• _TASK INSTRUCTIONS_: Please copy the lines below word for word. Begin at the line that contains "the road marking" and stop after the final line.

• _WORKING DATA_:
----------
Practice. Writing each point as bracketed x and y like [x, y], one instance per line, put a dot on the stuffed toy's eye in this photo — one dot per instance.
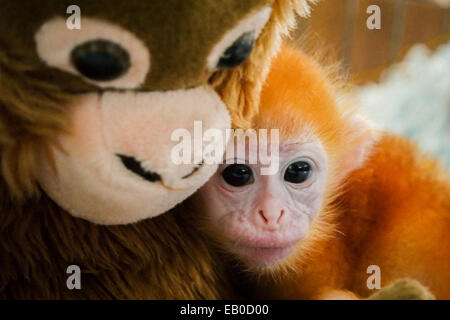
[238, 52]
[100, 60]
[298, 172]
[238, 175]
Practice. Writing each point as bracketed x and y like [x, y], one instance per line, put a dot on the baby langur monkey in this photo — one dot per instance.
[344, 201]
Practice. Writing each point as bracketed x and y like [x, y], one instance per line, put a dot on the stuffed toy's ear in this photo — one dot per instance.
[403, 289]
[240, 88]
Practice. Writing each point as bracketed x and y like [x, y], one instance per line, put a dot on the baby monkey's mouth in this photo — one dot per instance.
[136, 167]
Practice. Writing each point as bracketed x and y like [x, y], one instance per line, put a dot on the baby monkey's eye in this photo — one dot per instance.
[238, 52]
[100, 60]
[238, 175]
[298, 172]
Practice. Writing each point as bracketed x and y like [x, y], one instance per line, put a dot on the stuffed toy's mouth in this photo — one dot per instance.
[136, 167]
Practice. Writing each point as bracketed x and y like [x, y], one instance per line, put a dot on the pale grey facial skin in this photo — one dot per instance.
[263, 220]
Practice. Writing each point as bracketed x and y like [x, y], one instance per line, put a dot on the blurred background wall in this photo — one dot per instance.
[341, 26]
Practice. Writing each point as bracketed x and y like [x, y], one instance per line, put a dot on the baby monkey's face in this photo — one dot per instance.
[261, 218]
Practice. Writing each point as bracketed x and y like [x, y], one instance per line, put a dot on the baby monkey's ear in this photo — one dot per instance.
[359, 140]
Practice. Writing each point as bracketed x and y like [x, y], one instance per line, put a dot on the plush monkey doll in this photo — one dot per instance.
[86, 116]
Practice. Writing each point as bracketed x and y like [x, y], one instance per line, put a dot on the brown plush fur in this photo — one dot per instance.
[163, 258]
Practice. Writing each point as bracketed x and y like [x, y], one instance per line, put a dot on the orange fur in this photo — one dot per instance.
[393, 211]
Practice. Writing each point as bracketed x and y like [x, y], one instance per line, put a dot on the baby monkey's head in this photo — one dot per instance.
[262, 219]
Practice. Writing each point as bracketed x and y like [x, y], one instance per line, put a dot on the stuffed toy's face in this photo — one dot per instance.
[136, 71]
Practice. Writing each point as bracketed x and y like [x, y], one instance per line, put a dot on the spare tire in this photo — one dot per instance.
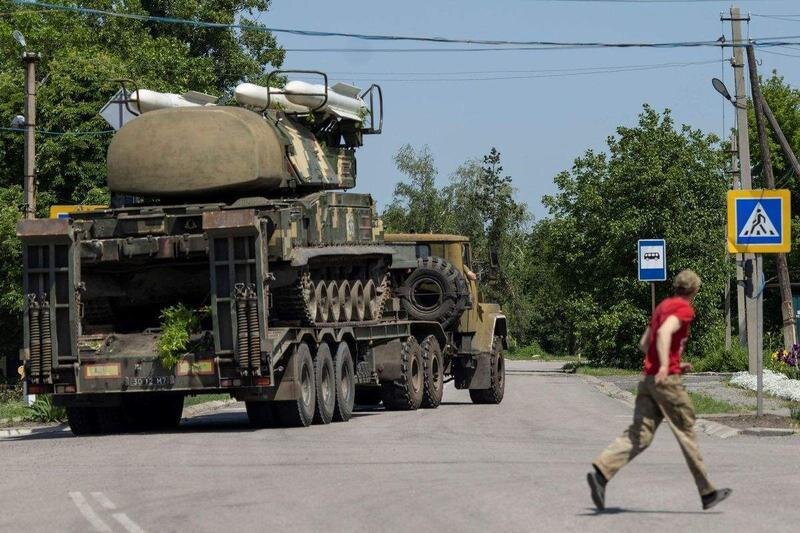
[435, 292]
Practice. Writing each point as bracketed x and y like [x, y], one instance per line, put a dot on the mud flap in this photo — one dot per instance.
[472, 371]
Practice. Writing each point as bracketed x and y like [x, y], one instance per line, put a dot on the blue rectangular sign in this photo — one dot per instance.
[652, 260]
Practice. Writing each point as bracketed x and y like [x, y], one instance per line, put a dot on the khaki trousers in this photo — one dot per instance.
[654, 403]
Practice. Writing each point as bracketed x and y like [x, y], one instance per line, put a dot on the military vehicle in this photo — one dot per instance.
[241, 216]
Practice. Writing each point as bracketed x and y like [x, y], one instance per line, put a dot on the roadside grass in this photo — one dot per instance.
[204, 398]
[708, 405]
[14, 409]
[601, 371]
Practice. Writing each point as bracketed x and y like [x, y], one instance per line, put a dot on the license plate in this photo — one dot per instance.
[149, 381]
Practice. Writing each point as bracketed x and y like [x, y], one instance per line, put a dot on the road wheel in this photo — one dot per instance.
[435, 291]
[325, 384]
[300, 412]
[260, 414]
[494, 394]
[357, 298]
[344, 373]
[368, 396]
[405, 394]
[434, 372]
[81, 420]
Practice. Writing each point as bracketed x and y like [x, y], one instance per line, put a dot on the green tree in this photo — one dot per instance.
[655, 180]
[418, 205]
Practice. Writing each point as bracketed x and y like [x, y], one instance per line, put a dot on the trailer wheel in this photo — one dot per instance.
[325, 385]
[368, 396]
[494, 394]
[433, 364]
[344, 373]
[260, 414]
[405, 394]
[300, 412]
[81, 420]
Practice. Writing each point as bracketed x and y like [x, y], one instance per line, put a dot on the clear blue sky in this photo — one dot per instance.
[540, 125]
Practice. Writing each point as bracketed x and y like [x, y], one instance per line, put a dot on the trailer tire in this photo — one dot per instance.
[325, 384]
[435, 292]
[81, 420]
[344, 372]
[433, 365]
[494, 394]
[260, 414]
[405, 394]
[300, 412]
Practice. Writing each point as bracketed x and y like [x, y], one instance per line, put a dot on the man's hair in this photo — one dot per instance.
[686, 282]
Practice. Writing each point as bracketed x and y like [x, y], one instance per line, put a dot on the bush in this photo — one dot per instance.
[43, 410]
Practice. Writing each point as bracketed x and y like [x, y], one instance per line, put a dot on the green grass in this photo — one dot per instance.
[706, 405]
[601, 371]
[203, 398]
[14, 410]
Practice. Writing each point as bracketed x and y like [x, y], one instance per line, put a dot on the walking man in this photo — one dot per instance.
[660, 396]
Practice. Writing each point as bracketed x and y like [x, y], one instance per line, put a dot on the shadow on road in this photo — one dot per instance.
[622, 510]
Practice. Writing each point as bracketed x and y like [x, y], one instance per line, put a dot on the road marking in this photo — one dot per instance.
[127, 523]
[104, 501]
[88, 513]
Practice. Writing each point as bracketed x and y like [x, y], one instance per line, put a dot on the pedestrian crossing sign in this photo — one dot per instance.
[759, 221]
----------
• _ANSWER TO THE TASK_:
Practice. Writing each point as bracketed x and y like [x, y], one instance per line, put a dot on the road marking in this photo — one dot per instance.
[127, 523]
[104, 501]
[88, 513]
Practice. Writing each point as bracketed x and y like [x, y], one instance per line, put a dot on the pedestrian crossing sign in this photo — one dot per instance.
[759, 221]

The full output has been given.